Supplied passage:
·····

About General Atlantic

General Atlantic is a leading global investor with more than four and a half decades of experience providing capital and strategic support for over 885 companies throughout its history. Established in 1980, General Atlantic continues to be a dedicated partner to visionary founders and investors seeking to build dynamic businesses and create long-term value. Guided by the conviction that entrepreneurs can be incredible agents of transformational change, the firm combines a collaborative global approach, sector specific expertise, a long-term investment horizon, and a deep understanding of growth drivers to partner with and scale innovative businesses around the world. The firm leverages its patient capital, operational expertise, and global platform to support a diversified investment platform spanning Growth Equity, Credit, Energy Transition, and Sustainable Infrastructure strategies. General Atlantic manages approximately $126 billion in assets under management, inclusive of all strategies, as of December 31, 2025, with more than 900 professionals in 20 countries across five regions. For more information on General Atlantic, please visit: www.generalatlantic.com.


Contacts

Edelman Smithfield for European Wax Center

EWCIR@edelman.com

General Atlantic

Emily Japlon

media@generalatlantic.com

FAQ

What happened to European Wax Center (EWCZ) in this transaction?

European Wax Center was taken private by General Atlantic in an all-cash deal. General Atlantic acquired all outstanding shares it did not already own, in a transaction with an implied enterprise value of about $640 million, ending European Wax Center’s status as a publicly traded company.

How much do European Wax Center (EWCZ) Class A stockholders receive per share?

Class A stockholders receive $5.80 in cash per share. Each share of Class A common stock outstanding immediately before the merger was cancelled and converted into the right to receive $5.80 in cash, without interest, subject to the terms and conditions of the merger agreement.

·····

(Collected data)
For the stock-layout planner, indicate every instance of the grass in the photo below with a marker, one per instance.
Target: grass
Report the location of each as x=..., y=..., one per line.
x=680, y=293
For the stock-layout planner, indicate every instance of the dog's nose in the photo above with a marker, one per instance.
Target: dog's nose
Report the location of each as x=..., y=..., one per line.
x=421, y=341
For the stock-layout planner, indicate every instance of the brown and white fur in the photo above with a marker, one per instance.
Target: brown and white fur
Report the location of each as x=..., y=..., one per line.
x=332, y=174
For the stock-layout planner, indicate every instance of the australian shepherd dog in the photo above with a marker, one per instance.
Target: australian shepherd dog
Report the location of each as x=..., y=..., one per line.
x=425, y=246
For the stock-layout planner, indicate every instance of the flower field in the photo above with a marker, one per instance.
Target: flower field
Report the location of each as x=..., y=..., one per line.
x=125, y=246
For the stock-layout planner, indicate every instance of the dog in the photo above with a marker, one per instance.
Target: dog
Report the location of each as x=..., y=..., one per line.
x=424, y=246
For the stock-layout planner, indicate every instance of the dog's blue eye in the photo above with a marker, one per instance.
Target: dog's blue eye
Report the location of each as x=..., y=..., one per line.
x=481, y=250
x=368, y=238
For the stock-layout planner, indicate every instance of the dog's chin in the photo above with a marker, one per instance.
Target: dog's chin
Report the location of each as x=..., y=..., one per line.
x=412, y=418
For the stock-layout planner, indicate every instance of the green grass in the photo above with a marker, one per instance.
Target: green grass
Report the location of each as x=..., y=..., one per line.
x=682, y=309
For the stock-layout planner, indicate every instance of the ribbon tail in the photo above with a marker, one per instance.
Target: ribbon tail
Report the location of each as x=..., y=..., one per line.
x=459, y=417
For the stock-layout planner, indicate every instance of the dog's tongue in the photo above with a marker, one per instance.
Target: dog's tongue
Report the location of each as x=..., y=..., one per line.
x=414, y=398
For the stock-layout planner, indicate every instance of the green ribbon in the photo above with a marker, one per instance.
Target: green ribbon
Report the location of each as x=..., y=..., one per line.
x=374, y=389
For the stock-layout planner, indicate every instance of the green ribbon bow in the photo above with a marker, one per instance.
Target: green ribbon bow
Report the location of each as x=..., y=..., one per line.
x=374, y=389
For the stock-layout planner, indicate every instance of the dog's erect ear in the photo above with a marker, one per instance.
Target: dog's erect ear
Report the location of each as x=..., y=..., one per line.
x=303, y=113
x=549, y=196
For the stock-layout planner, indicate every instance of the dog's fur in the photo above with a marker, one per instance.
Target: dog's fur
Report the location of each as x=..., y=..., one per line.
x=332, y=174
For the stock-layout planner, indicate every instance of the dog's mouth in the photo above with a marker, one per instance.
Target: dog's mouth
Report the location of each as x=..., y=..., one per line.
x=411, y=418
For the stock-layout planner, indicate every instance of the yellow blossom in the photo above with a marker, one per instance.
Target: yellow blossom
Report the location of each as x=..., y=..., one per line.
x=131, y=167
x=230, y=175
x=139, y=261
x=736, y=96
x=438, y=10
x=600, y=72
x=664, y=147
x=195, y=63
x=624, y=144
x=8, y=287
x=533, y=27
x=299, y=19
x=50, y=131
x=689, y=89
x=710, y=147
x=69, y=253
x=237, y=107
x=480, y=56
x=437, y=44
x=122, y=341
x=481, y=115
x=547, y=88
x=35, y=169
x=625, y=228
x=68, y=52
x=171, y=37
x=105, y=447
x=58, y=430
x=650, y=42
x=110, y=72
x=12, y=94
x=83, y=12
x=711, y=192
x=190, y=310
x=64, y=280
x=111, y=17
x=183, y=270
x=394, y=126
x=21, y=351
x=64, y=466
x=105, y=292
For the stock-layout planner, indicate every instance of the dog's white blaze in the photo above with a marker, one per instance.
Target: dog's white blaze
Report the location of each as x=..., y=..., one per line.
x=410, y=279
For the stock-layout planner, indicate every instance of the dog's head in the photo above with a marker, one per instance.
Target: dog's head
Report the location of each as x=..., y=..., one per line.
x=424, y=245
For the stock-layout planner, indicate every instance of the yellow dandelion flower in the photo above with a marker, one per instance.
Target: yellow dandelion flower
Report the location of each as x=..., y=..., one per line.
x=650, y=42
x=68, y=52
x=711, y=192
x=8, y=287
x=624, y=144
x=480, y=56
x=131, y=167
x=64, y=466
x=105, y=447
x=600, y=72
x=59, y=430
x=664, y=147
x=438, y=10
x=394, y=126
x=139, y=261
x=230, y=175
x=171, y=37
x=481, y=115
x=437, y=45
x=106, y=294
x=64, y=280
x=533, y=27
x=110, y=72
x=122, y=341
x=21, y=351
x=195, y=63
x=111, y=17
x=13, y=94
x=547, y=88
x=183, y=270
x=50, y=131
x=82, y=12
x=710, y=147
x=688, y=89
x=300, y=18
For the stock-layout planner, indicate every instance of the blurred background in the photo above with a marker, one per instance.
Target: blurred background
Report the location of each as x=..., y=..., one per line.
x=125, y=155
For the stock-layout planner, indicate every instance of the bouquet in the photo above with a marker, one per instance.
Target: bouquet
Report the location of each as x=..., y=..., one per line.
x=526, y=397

·····

About this exercise:
Answer these from the General Atlantic passage:
1. In what year was General Atlantic established?
2. How many professionals does General Atlantic have, and in how many countries?
3. How much cash does a European Wax Center Class A stockholder receive per share?

Result of this exercise:
1. 1980
2. More than 900 professionals in 20 countries
3. $5.80, without interest